**Problem to solve:**
Transcribe all the records exactly and omit any images they hold.

"""

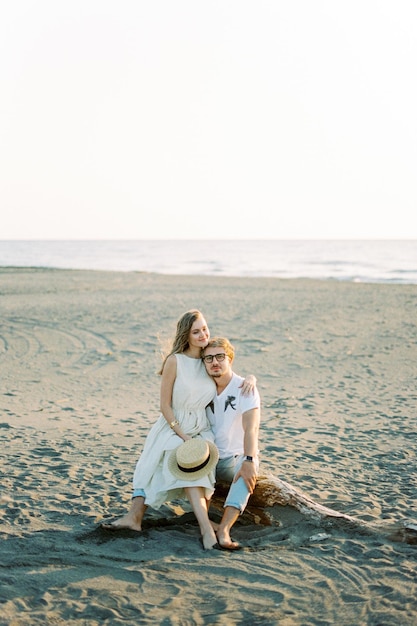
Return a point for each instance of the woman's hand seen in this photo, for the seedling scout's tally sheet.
(248, 385)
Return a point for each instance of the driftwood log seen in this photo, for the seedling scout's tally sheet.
(271, 491)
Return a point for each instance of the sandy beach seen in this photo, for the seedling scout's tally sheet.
(337, 368)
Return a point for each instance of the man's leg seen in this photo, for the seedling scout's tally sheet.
(236, 500)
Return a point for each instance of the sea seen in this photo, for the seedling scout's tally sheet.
(385, 261)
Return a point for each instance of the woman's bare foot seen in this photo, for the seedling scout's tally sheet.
(127, 522)
(209, 539)
(226, 542)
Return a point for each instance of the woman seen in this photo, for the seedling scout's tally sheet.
(186, 389)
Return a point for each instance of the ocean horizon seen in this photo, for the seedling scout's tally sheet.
(388, 261)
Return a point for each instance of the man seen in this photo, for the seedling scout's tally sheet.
(235, 422)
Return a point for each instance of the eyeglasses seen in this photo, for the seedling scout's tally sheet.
(219, 357)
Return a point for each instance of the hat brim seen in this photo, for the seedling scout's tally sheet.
(200, 473)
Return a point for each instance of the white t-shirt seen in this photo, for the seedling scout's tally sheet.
(225, 415)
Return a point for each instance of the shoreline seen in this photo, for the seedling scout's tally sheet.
(336, 364)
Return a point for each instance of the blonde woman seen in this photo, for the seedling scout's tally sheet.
(186, 390)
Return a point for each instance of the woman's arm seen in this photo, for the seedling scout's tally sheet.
(169, 375)
(248, 385)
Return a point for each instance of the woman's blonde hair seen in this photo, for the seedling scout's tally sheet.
(184, 325)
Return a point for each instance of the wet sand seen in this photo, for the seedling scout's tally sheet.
(337, 369)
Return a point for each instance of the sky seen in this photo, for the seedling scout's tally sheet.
(184, 119)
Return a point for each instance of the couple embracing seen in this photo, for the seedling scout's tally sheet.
(207, 430)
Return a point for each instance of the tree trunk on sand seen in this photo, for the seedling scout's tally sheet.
(271, 491)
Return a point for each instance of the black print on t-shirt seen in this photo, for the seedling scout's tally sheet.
(229, 402)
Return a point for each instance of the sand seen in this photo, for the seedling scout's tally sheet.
(337, 368)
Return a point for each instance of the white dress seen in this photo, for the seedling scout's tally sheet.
(193, 390)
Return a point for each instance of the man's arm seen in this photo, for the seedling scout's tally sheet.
(250, 423)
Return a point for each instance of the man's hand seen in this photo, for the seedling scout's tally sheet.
(248, 385)
(248, 473)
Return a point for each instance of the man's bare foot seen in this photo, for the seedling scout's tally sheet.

"""

**The answer:**
Return a point for each instance of the woman's hand seen in this photo, for the seedling scout's tally sheet.
(248, 385)
Return a point for each instance of the driftwood log seen in this photo, for the seedling scout's tally sheet.
(271, 491)
Return a point for each instance of the sandy beach seen in this photo, for the seedling scout's tally sheet.
(337, 368)
Return a point for each instance of the man's leg seen in this photo, for the seedling scout's tally sheet.
(236, 500)
Return a point for each instance of the sea seen in this photo, for the seedling scout's tally sheet.
(385, 261)
Return a point for each instance of the woman's bare foot seen in this photo, for the seedling scout's tally sheet.
(127, 522)
(209, 539)
(226, 542)
Return a point for each instance of the woman seen in this photo, for the seedling scout's tally sheet.
(186, 389)
Return a point for each instance of the ocean horizon seen in this photo, for the seedling scout's tally sheet.
(388, 261)
Return a point for each instance of the man seen in this photo, for the seedling scout's tally sheet.
(235, 422)
Return a point for each instance of the eyeglasses seen in this photo, for the seedling scout's tally sheet.
(219, 357)
Return a point for each instance of the hat brim seen in this photo, for the seedling scout's tally sheet.
(200, 473)
Return a point for each instance of the white t-shirt seen in this photo, for the seedling scout's tally sheet.
(225, 415)
Return a point for each instance of the shoreline seen in this photo, for the seedling scout's tally sheet.
(336, 364)
Return a point for each instance of the blonde woman seen in this photo, for the seedling scout's tally sheet.
(186, 390)
Return a point for each instance of the woman's arm seen in this photo, for the seedling scout's tally sheet.
(169, 375)
(248, 385)
Return a point for each instance of the woman's blonde hair seen in this photo, for the seedling scout's tally sheet.
(184, 325)
Return a point for each instance of the wet sand seen in this photo, for the seedling scout's tally sheet.
(337, 369)
Return a point for each instance of the sky seen in this photo, for the seedling scout's tally sheet.
(184, 119)
Return a point for each instance of the couple embracing seen in this photo, for the seedling scout's tally sheet.
(207, 430)
Return a point for each instance of the tree trunk on sand seen in this photo, for the seedling scout's tally sheet.
(271, 491)
Return a point for each instance of the black print on t-shirt seen in this photo, for the seedling scout's tally sheet.
(229, 402)
Return a point for each instance of the sand seen in this photo, for the seedling scout's tally sheet.
(337, 368)
Return a point for each instance of the white dress seen in this photo, for the seedling scout's tally sheet.
(193, 390)
Return a point for each instance of the man's arm seen in this photo, for the seedling scout's tally sheet.
(250, 423)
Return a point for each instance of the man's hand seen in this photo, for the seedling scout's tally sheet.
(248, 385)
(248, 473)
Return a point for each instance of the man's bare foot seen in this photo, for the seedling scout's tally sheet.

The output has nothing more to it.